PASSAGE SHOWN.
'''

Craparo: There’s also a misconception that doing nothing is “safe” and means nobody is getting rid of data. Doing nothing is making a decision. You think you are making a decision to keep data, but you are also allowing the indiscriminate deletion of data without an organized process. If you think you have everything and nothing is being deleted, that’s a false premise. It’s being deleted in a way that you don’t know about and that you’re not controlling. That is much riskier than engaging in a structured program and making informed, defensible decisions about what you’re keeping and what you’re not keeping. Doing nothing is doing something, and maybe in a disorganized way that is inconsistent with what the corporation wants to achieve.

The second biggest mistake is to try to boil the ocean. When you take that approach, you are setting yourself up to fail. You’re looking at a lot of data across the organization, and it’s not reasonable to think you are going to fix it all in one project or in a few months or even in a few years. This is a long-term program, a shift in how you manage your data. We tell people to start with something easy. Show some success and build momentum. It gets people used to the idea of deleting information that you no longer need. If you try to do everything, people get paralyzed because doing everything is too much.

The third biggest mistake is to view data remediation or information governance only as a one-off project as opposed to a corporate program. I don’t think there’s anything wrong with having projects within your program, but if you build the foundational components of a program, as opposed to looking at it as a one-off project, it makes it much easier to make decisions about how you’re going to manage particular data. Do you have RIM policies and procedures? Do you have record retention schedules? Do you have a legal hold policy and procedure? Do you have employee training? Do you have the processes in place to explain to employees where they should store their data and how they should store your data? If you have those foundational components, it makes it much easier to make decisions about disposal or management or use of data.

'''

RECORD EXTRACTS.
'''

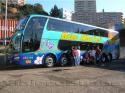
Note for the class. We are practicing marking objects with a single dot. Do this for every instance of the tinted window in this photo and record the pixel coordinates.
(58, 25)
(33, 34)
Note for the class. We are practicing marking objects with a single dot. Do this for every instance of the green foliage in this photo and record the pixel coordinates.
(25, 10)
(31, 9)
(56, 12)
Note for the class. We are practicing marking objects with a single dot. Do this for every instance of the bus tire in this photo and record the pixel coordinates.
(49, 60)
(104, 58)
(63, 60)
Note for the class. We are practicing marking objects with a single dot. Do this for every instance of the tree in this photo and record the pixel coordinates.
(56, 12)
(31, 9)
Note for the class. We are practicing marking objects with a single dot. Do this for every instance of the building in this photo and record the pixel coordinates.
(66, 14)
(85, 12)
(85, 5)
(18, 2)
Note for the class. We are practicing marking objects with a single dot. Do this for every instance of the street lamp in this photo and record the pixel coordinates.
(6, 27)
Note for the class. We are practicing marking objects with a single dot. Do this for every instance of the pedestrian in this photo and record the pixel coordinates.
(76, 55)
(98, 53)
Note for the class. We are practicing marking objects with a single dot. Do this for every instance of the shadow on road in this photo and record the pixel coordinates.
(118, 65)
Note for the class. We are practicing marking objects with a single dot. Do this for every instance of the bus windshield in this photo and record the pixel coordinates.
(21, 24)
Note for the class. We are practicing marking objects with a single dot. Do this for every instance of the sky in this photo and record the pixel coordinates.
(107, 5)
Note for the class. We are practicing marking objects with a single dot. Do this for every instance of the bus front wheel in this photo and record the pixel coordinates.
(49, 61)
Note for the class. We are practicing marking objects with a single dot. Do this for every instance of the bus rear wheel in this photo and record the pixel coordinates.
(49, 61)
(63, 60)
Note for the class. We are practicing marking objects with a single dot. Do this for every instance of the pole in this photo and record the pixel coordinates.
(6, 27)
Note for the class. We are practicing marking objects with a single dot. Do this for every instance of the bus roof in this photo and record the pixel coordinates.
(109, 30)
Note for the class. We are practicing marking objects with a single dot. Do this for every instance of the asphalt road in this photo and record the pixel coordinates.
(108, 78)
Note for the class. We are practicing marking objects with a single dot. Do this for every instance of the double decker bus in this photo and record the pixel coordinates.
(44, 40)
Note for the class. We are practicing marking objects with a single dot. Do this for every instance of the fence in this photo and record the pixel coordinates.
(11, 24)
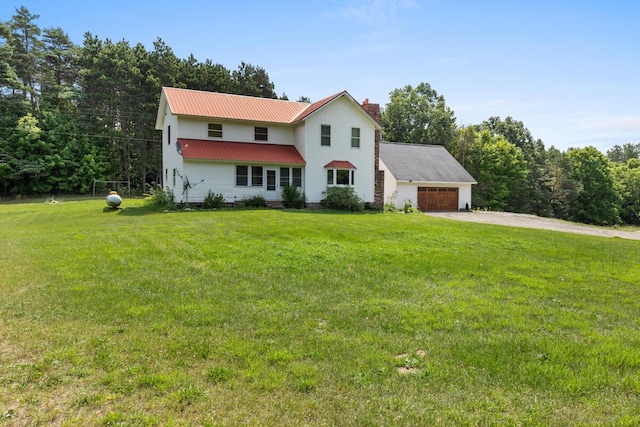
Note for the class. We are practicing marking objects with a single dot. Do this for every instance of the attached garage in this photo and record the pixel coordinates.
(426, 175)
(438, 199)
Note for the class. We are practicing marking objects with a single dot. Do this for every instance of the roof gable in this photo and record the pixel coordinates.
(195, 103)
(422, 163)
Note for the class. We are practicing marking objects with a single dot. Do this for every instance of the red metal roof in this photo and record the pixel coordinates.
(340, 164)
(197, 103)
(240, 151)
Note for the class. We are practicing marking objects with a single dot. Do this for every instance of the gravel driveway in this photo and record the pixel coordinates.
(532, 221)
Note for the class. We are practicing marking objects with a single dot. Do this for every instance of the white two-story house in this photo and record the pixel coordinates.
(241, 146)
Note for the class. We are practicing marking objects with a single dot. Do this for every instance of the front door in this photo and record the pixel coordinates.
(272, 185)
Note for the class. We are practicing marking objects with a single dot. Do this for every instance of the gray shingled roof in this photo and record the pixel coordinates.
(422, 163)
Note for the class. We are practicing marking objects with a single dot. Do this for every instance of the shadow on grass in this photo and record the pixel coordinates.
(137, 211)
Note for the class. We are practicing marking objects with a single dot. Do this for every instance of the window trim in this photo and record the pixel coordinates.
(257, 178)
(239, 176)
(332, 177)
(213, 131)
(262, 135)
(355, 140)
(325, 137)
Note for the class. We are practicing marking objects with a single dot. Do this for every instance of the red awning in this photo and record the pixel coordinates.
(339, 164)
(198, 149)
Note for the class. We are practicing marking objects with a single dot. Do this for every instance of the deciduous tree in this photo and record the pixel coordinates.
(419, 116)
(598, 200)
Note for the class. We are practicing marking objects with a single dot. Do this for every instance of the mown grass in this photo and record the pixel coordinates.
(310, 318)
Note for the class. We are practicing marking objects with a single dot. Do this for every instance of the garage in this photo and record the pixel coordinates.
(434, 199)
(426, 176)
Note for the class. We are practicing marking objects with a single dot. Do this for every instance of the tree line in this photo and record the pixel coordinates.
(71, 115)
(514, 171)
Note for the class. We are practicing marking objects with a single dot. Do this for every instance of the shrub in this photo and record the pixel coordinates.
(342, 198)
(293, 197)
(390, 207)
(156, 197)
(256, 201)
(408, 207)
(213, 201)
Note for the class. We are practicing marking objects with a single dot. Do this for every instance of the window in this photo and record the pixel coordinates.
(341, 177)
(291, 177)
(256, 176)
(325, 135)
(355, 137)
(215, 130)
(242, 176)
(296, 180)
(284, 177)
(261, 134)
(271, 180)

'''

DIRECTIONS FOR THIS TASK. Write the next part of the passage on data remediation mistakes, picking up after its final sentence. The items have nothing to do with the passage on data remediation mistakes.

ANSWER FOR THE TASK.
MCC: What is the impact of legal holds on information governance?

Craparo: The legal holds question is important because they are often one of the biggest challenges to data remediation. Most organizations rely on legal hold notices to employees to make sure data is retained. They follow up and do a good job of educating people. But when the question is whether a particular non-custodian data source is on legal hold, the answer often is “I don’t know” and then to ask the custodians what specific shared drives or specific systems are on legal hold. We’re relying on people to make sure that data is retained and, from a legal perspective, there is nothing wrong with that. From a data remediation perspective, however, it creates challenges because if you don’t know if a particular source is on hold, it makes it very difficult to make a quick decision to get rid of that data. As we go forward, we’re going to see discussions around how to better identify and manage legal holds on non-custodial data and record it so that when we make decisions down the road we can rely on that early assessment of what non-custodial sources are on hold. That’s a difficult thing to do, particularly for organizations that are serial litigants and have hundreds of lawsuits or subpoenas a year.

Kim: Therese and I agree it has to be a measured approach. If you don’t develop the program and the organizational habit of not keeping all data for all time, then in five or 10 years – or even sooner based on how much data is generated – you are going to be in the same spot and have to do everything all over again. You have to build those habits within the organization to have an effective information governance policy. It then becomes a much easier pill to swallow over time. It can’t be, “We’ll just keep everything because we’re getting sued.” We actually have to look into the lawsuit and the data. There’s going to be a paradigm shift among outside and inside counsel.

MCC: Do the changes in the federal rules impact information governance?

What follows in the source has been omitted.